The task | Identify, in the records below, every line where the string "small" appears, and copy each such line.

Provided material |
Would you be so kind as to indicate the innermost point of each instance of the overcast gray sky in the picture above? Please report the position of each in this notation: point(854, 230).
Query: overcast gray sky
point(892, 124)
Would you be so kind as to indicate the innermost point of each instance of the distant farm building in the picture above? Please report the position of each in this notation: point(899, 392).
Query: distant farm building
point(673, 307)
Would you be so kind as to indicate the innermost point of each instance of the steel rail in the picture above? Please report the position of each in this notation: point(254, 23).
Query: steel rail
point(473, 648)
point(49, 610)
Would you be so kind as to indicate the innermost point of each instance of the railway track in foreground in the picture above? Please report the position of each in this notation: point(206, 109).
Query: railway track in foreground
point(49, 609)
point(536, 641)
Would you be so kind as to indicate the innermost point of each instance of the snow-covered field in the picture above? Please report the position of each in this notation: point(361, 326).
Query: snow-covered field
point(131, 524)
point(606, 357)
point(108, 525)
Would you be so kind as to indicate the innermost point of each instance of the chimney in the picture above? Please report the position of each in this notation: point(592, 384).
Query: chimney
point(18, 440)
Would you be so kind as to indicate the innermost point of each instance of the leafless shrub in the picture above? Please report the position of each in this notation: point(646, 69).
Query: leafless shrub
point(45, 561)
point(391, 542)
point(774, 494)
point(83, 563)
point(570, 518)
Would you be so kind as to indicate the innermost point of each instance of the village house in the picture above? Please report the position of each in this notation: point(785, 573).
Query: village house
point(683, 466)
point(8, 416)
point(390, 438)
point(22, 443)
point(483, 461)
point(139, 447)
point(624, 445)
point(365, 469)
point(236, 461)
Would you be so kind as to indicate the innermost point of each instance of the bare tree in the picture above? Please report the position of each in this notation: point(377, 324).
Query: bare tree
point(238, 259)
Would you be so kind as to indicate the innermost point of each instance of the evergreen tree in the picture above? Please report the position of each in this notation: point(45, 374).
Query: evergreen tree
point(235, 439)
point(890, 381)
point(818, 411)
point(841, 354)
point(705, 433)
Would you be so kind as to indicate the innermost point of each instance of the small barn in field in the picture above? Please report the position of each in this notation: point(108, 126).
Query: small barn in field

Finished exercise |
Would you be so kind as to indicate the innermost point of each instance of the small barn in field in the picture above? Please report the position of each in this notation: point(108, 126).
Query: small barn in field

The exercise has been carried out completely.